RECORDS SUPPLIED:
## BEGIN
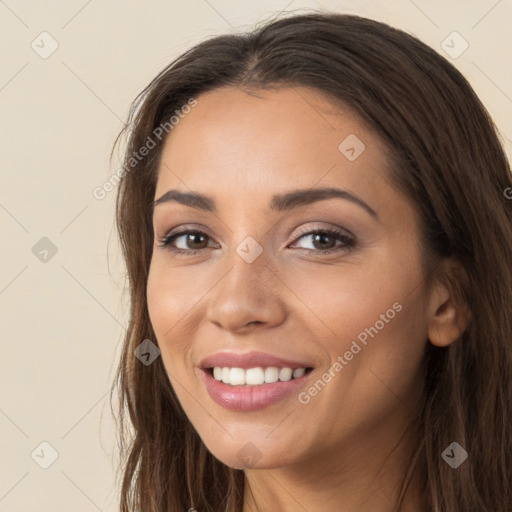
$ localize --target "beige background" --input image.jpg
[0,0,512,512]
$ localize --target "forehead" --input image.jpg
[156,87,387,204]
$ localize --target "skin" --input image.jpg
[147,87,465,512]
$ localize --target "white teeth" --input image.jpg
[229,368,245,386]
[292,368,306,379]
[279,368,292,382]
[213,366,306,386]
[247,367,265,386]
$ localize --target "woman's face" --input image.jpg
[147,87,436,468]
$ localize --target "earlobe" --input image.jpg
[428,260,471,347]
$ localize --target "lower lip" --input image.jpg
[201,369,312,411]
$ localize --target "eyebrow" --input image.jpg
[152,187,379,219]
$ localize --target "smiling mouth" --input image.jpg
[204,366,313,387]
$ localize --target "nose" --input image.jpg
[207,242,286,334]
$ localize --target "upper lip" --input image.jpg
[199,352,312,370]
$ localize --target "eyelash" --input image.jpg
[159,228,356,256]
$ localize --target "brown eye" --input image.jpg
[288,229,355,253]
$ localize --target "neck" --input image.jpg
[243,412,426,512]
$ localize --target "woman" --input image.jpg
[112,13,512,512]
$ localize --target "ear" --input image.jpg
[428,260,471,347]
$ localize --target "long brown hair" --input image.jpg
[109,12,512,512]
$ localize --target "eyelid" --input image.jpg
[159,224,357,256]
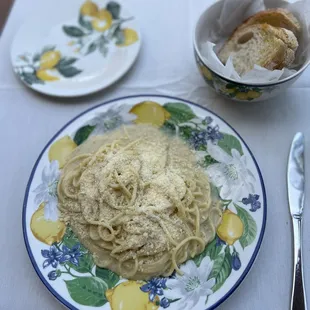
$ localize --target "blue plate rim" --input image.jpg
[22,94,267,310]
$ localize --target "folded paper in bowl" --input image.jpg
[198,0,310,84]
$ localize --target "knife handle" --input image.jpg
[291,215,307,310]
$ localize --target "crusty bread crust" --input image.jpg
[218,24,298,75]
[235,8,301,37]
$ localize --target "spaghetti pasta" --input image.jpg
[58,125,222,280]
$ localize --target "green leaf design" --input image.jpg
[62,227,95,273]
[209,246,232,292]
[164,102,196,124]
[62,26,85,38]
[106,1,121,19]
[73,125,96,145]
[193,238,223,267]
[79,14,93,31]
[218,133,243,155]
[96,266,119,288]
[65,277,108,307]
[234,204,257,249]
[56,57,78,68]
[86,42,97,55]
[57,66,82,78]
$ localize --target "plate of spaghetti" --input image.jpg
[23,95,267,310]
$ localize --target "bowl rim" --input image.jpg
[193,0,310,87]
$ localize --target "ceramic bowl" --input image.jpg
[194,0,310,101]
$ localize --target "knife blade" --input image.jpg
[287,132,307,310]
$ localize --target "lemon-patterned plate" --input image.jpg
[11,0,141,97]
[23,95,266,310]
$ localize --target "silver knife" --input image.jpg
[287,132,307,310]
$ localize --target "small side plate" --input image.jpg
[11,0,141,97]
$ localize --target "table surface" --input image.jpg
[0,0,310,310]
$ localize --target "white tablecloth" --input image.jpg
[0,0,310,310]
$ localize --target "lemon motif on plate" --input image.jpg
[30,203,66,245]
[129,101,170,127]
[116,28,139,46]
[80,1,99,17]
[106,281,159,310]
[217,209,244,245]
[48,136,77,168]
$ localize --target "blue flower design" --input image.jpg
[159,297,170,309]
[202,116,213,124]
[41,245,62,268]
[207,125,224,143]
[242,194,261,212]
[47,269,61,281]
[190,125,224,150]
[140,278,167,302]
[231,251,241,270]
[59,243,83,266]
## END
WHAT YOU ARE ASKED TO DO:
Please locate every line in the entries above that contains the word "knife" and copy each of those lines.

ANSWER IN FULL:
$ localize --target "knife handle" --input image.jpg
$ localize --target "knife blade" --input image.jpg
$ localize --target "silver knife" --input image.jpg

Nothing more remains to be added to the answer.